- _Given request a_
In the culinary tour text below, switch "intimate" to "small" and write out the passage between "Oceania does culinary" and "are sure winners.", inclusive.

There was also a traditional underground oven called an Ahi Ma’a, where they were roasting a pig for us on hot volcanic stones under a cover layer of thick banana leaves. This cooking method is commonly found in the South Pacific and imparts a unique earthy flavour to the food cooked within it. After the cooking demos, we sat down to a feast.
For appetizers we had crabs freshly fished from the river and served raw. (We were taught how to suck out the sweet tasting flesh from the legs.) We also had a raw clam-like creature called mama, that clings to the sea rocks and the ka’aku. Then came poisson cru (raw tuna mixed with lime juice and coconut milk), purple bananas and wild goat stew all cooked in coconut milk.
Our second culinary tour was on the island of Raiatea, the second largest of the Society Islands, after Tahiti, in French Polynesia. The island economy is mainly agricultural with exports of vanilla, pineapple and coconut. We started at the local farmers’ market in Utoroa where we saw piles of local produce such as avocados, mangos, taro root, manioc, breadfruit, bananas, pineapples, coconuts, passion fruit, hot peppers, and more for sale.
Then we visited a vanilla farm and learned about growing the species of orchid that produces vanilla pods. The vanilla plant takes three to five years to bloom and when they finally do, the flowers only stay open for one day and have to be carefully pollinated by hand within 12 hours of blooming. No wonder those aromatic pods are so expensive.
The finale of the tour was a cooking demonstration and lunch at the Raiatea Lodge Hotel. We learned how to make poisson cru, the favourite raw fish dish of French Polynesia, and how to grill mahi mahi perfectly and prepare a vanilla coconut sauce to go with it. Those dishes were also prepared for our lunch accompanied with local Tahitian white wine from grapes grown on the island of Rangiroa.
Vin de Tahiti was a surprise to me. Apparently the first vines were imported in 1992 and about 30 varieties were tried out to determine which were best suited to the local climate. The Blanc de Corail which we had, was made from Carignan, Italia and Muscat de Hambourg grapes. It was quite dry and crisp tasting with floral, citrus and mineral notes.
The third culinary adventure, a fancy dinner at the world class Lagoon by Chef Jean-Georges Vongerichten at the St. Regis Bora Bora was cancelled because only four of us had signed up (it was expensive and only promoted online about a month before the cruise.). However Oceania Chef Noelle Barille who lead us on the other two tours, told me that there is no doubt that going forward all the tours will sell out.
Oceania does culinary tours in 50 ports around the world and 95% of the time they are sold out before the cruise begins. Only Oceania’s Marina and Riviera offer them (sister company Regent’s Explorer does too) and they have proved to be very popular. The company’s Chef Kathryn Kelly personally designs them with help from Chef Barille and others. To keep them intimate they max the numbers out at 18 to 22. These latest ones cooked up in the South Pacific are sure winners.

Pointing records:
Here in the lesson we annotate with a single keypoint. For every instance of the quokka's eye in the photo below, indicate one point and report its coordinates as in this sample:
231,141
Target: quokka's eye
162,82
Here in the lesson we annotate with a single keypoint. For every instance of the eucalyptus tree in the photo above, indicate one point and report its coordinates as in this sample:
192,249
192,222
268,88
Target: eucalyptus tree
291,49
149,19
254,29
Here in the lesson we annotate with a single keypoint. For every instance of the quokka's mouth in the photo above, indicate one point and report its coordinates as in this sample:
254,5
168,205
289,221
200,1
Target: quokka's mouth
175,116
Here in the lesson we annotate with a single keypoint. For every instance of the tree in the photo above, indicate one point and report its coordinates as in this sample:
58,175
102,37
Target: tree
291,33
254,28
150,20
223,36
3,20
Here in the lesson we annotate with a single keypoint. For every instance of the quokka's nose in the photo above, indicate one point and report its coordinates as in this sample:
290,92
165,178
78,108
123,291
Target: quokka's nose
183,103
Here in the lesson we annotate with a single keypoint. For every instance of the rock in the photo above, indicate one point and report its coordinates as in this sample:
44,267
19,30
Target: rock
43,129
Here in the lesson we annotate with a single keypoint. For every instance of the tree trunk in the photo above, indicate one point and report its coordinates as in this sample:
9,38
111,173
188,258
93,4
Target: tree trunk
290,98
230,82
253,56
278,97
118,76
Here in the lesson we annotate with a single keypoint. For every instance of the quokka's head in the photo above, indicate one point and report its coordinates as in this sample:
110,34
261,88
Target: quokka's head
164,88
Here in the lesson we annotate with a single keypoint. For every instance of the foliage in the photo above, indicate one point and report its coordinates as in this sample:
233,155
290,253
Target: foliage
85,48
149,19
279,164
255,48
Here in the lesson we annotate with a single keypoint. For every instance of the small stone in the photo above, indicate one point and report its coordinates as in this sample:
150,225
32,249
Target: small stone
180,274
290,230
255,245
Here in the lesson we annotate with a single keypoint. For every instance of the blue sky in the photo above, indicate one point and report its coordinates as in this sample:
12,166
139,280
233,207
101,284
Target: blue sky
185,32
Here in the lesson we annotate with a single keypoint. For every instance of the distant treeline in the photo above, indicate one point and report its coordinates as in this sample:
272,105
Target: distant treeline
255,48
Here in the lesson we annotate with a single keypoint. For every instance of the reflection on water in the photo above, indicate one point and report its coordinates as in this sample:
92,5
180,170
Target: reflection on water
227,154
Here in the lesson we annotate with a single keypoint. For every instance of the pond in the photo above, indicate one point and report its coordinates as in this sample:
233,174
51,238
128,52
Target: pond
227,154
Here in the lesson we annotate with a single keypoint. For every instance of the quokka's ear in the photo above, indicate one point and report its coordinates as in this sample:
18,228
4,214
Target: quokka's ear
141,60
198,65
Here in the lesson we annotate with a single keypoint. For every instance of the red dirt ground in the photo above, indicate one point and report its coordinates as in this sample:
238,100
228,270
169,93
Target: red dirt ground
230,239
...
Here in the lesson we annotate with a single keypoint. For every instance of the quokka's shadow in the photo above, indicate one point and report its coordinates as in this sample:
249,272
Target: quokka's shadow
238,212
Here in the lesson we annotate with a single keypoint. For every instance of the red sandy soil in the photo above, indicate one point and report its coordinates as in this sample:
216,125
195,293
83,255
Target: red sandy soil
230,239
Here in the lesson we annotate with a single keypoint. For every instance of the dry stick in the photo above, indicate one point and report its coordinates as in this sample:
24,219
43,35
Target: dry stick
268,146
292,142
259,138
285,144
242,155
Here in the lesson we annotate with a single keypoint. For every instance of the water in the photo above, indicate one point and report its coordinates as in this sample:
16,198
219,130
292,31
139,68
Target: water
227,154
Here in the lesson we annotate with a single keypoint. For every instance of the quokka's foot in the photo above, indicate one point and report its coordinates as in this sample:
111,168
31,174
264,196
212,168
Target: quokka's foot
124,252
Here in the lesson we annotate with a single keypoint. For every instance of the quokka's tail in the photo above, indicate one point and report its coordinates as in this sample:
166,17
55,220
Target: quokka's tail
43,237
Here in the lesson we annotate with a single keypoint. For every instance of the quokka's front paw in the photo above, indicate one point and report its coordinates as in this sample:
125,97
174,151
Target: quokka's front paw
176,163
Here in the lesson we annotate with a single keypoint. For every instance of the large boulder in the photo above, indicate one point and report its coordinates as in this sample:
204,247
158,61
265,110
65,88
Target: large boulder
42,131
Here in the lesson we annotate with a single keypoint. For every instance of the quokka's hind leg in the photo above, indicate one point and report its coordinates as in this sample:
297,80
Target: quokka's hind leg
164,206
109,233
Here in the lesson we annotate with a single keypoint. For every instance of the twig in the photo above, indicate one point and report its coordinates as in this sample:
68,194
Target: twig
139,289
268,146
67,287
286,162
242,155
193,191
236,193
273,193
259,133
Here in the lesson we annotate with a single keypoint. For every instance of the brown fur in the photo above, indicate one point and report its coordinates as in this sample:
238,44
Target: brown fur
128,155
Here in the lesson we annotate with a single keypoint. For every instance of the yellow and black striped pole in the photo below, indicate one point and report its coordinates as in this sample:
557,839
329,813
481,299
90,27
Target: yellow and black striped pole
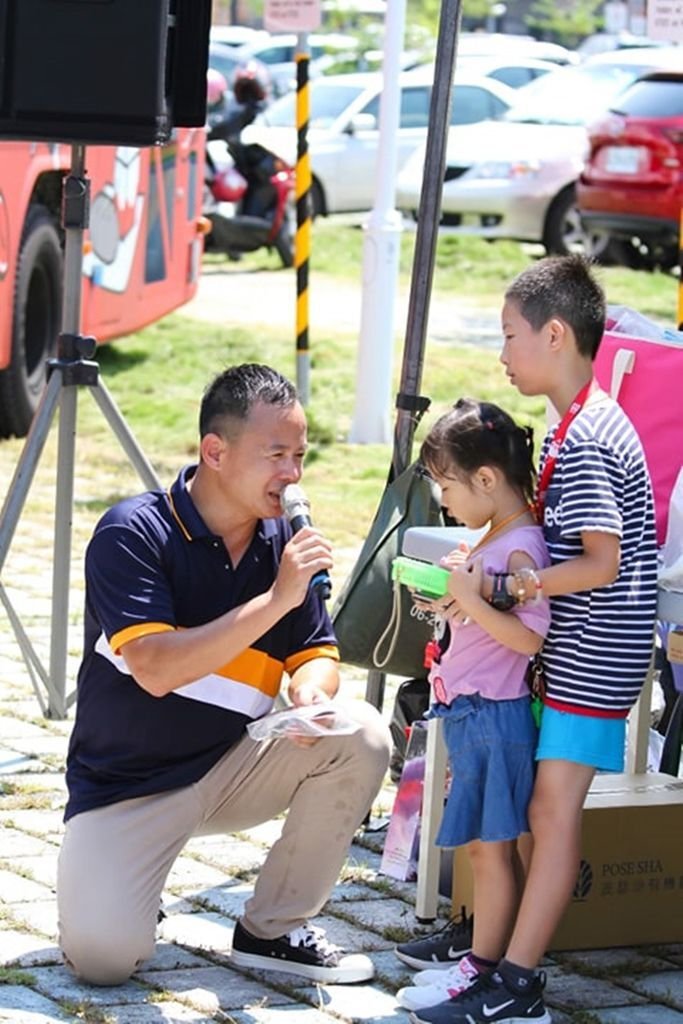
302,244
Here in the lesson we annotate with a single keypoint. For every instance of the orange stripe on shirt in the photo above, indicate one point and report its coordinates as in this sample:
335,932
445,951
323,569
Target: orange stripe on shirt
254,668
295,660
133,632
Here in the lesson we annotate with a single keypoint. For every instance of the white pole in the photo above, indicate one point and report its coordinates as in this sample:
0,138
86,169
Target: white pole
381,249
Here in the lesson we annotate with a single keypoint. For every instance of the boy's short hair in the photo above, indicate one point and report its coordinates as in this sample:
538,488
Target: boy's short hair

- _Given request b_
Return every line of the records above that contains the string "stick".

- _Task solution a_
Oceania does culinary tours in 50 ports around the world and 95% of the time they are sold out before the cruise begins. Only Oceania’s Marina and Riviera offer them (sister company Regent’s Explorer does too) and they have proved to be very popular. The company’s Chef Kathryn Kelly personally designs them with help from Chef Barille and others. To keep them small they max the numbers out at 18 to 22. These latest ones cooked up in the South Pacific are sure winners.

- _Task solution b_
Here in the lesson we annotate with a single keypoint. For every instance of the dry stick in the photo above, indicate one point and report its coordinates as in this sample:
Target: dry stick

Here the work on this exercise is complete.